═══ Excerpt

The committee agreed to an in-camera meeting but refused the non-disclosures.
It is busy investigating the transaction after Kgathatso Tlhakudi, former director-general of the Department of Public Enterprises, accused Gordhan of orchestrating the transaction to benefit people he favours.
Committee ‘not comfortable with secrecy’
In a letter to Gordhan, the chair and fellow ANC member Khayalethu Elvis Magaxa emphasises that the committee “will not give the nod to any attempt to unlawfully curtail its constitutionally entrenched oversight role”.
He adds: “The committee’s acquiescence to an in-camera meeting with you should not be read as an exaltation of secrecy above accountability, particularly where public funds are involved.”
Gordhan arrived at the meeting last week with a file prepared for every committee member containing, among others, the shortlist of bidders for SAA, the RMB valuation of the airline, and the shareholder agreement.
Listen: Holomisa: Gordhan is being economical with the truth on SAA sale
The committee then decided to refer the content to parliament’s legal office to determine whether the content warrants a closed meeting.

══════

What to do:
- 1) From the SAA committee report, quote the stretch from "Gordhan arrived at" through "the shareholder agreement.".
- 2) Name every person the SAA committee report mentions by name.
- 3) Carry on the SAA committee report from its final sentence.

═══ Supplied data

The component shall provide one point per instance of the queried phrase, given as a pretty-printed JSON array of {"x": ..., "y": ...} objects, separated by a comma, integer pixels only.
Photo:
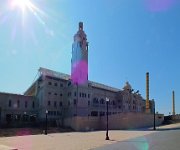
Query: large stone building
[{"x": 69, "y": 96}]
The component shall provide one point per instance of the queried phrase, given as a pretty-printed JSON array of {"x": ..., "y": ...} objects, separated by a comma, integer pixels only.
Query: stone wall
[{"x": 118, "y": 121}]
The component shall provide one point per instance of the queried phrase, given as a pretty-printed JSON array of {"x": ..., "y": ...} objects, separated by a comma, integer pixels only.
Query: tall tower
[
  {"x": 147, "y": 93},
  {"x": 79, "y": 61},
  {"x": 173, "y": 102}
]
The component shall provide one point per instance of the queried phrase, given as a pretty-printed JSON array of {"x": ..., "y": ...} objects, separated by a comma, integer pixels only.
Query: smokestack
[
  {"x": 173, "y": 100},
  {"x": 147, "y": 93}
]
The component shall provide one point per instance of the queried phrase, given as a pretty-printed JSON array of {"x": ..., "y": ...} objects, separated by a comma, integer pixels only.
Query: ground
[{"x": 164, "y": 138}]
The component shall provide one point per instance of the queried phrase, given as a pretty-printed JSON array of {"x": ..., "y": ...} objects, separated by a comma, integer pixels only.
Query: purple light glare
[
  {"x": 159, "y": 5},
  {"x": 79, "y": 72}
]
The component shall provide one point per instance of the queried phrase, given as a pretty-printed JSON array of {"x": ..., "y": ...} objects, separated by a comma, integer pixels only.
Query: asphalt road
[{"x": 164, "y": 139}]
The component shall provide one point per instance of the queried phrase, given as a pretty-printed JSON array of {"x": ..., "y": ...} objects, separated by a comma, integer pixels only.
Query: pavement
[{"x": 164, "y": 138}]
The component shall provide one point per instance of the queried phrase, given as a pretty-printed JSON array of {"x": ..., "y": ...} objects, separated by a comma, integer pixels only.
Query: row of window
[
  {"x": 55, "y": 104},
  {"x": 55, "y": 84},
  {"x": 17, "y": 104},
  {"x": 96, "y": 113},
  {"x": 84, "y": 95},
  {"x": 55, "y": 94},
  {"x": 102, "y": 101},
  {"x": 54, "y": 113}
]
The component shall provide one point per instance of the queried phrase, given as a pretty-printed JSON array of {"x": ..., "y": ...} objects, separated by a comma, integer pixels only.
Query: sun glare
[{"x": 22, "y": 4}]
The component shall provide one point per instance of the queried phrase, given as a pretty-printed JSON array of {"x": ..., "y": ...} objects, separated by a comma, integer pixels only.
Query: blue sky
[{"x": 126, "y": 38}]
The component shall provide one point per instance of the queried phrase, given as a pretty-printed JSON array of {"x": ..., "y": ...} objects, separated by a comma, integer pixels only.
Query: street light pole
[
  {"x": 46, "y": 122},
  {"x": 154, "y": 117},
  {"x": 107, "y": 102}
]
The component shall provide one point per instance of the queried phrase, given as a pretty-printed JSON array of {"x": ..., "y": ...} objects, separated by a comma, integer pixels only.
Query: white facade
[{"x": 66, "y": 96}]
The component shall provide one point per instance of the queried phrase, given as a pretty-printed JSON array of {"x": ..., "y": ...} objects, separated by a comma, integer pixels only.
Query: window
[
  {"x": 74, "y": 101},
  {"x": 102, "y": 101},
  {"x": 55, "y": 104},
  {"x": 95, "y": 100},
  {"x": 69, "y": 93},
  {"x": 25, "y": 104},
  {"x": 49, "y": 103},
  {"x": 18, "y": 103},
  {"x": 60, "y": 104},
  {"x": 33, "y": 104},
  {"x": 10, "y": 103},
  {"x": 94, "y": 113}
]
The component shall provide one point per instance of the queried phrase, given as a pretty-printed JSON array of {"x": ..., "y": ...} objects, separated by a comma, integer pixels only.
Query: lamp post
[
  {"x": 107, "y": 102},
  {"x": 154, "y": 117},
  {"x": 46, "y": 122},
  {"x": 25, "y": 117}
]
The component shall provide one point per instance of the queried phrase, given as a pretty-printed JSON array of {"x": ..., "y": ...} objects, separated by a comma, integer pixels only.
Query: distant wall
[
  {"x": 176, "y": 117},
  {"x": 117, "y": 121}
]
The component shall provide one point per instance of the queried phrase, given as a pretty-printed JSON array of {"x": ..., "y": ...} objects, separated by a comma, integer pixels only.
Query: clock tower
[{"x": 79, "y": 61}]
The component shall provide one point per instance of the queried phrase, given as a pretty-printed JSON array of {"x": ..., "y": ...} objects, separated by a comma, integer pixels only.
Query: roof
[
  {"x": 5, "y": 93},
  {"x": 64, "y": 76},
  {"x": 52, "y": 73},
  {"x": 103, "y": 86}
]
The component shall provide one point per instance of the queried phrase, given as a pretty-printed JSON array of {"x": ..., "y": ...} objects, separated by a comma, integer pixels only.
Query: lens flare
[
  {"x": 159, "y": 5},
  {"x": 23, "y": 17},
  {"x": 22, "y": 4}
]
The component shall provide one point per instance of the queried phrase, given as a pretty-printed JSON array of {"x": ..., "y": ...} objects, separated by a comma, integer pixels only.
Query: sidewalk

══════

Outputs in order:
- 1)
Gordhan arrived at the meeting last week with a file prepared for every committee member containing, among others, the shortlist of bidders for SAA, the RMB valuation of the airline, and the shareholder agreement.

- 2) Kgathatso Tlhakudi, Gordhan, Khayalethu Elvis Magaxa, Holomisa

- 3)
“The committee is not comfortable with such secrecy,” says Mimmy Gondwe, DA shadow minister of public enterprises.
She says committee meetings must be open to the public as part of the participating democracy that the constitution requires.
Moneyweb learnt that committee members have, in the meantime, voluntarily handed in their files pending legal advice. If it does not support a closed meeting, the veil of secrecy may at last be lifted.
R51 deal ‘outrageous’
The 51% stake in SAA was awarded to Takatso only six weeks after the airline emerged from business rescue.
Takatso, with Gidon Novick – former Comair CEO, Kululu co-founder and new airline Lift co-founder – as CEO at the time, was to inject R3 billion into SAA, but that has not yet happened.
Read: Novick: Funding needed to relaunch SAA ‘has not been committed’ [Nov 2022]
The main player in Takatso is the African infrastructure investment group Harith General Partners, and Global Aviation would have brought the airline expertise. Global Aviation and Novick have since left the consortium because they were kept in the dark about developments at SAA.
Read/listen:
Novick quits due to lack of transparency about SAA deal
SAA: Takatso hits back over Novick resignation
DA MP and member of the standing committee on public accounts (Scopa) Alf Lees says the ANC in parliament is very likely hoping that the parliamentary legal advice on the Takatso deal will give them an excuse to maintain the secrecy around the deal that Gordhan seems to want to maintain.
“From the outset of the Takatso deal, the DA has maintained that the R51 to be paid for the 51% of SAA shares was outrageous given that SAA was debt free and retained its assets including its fixed properties, routes and subsidiaries that are worth billions of rand.”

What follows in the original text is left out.